## DATASET EXTRACT:
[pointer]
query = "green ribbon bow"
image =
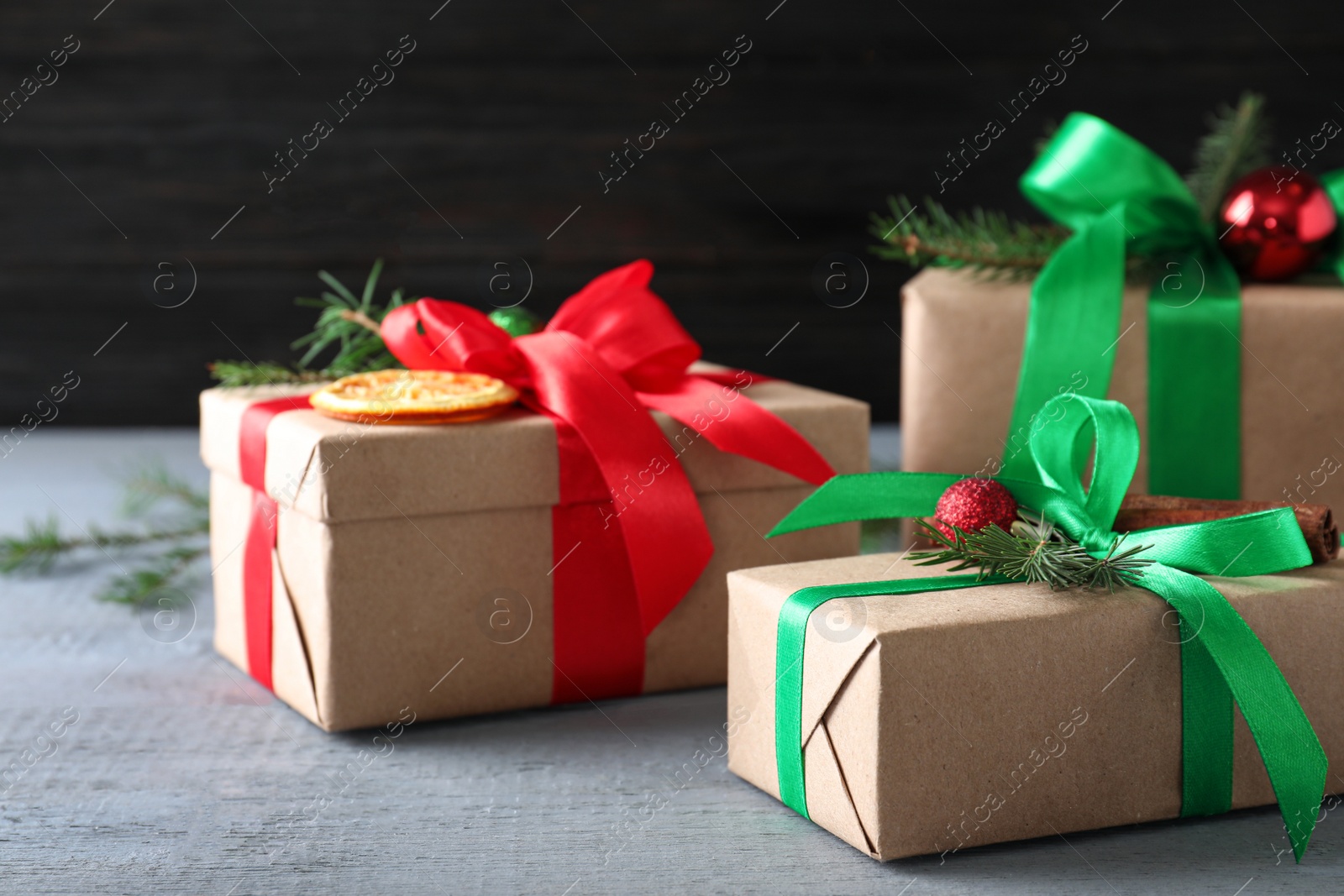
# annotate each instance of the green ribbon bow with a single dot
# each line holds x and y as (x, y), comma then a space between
(1222, 660)
(1116, 194)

## WORK TO BE COMPLETED:
Write out every line of the items above word for word, leaving out the pictures.

## WRITTEN SOLUTION:
[pointer]
query = "green ribbon bow"
image =
# annotate each instance of the green ribbon bow with a single dot
# each line holds x and y as (x, y), comma then a space between
(1222, 660)
(1116, 194)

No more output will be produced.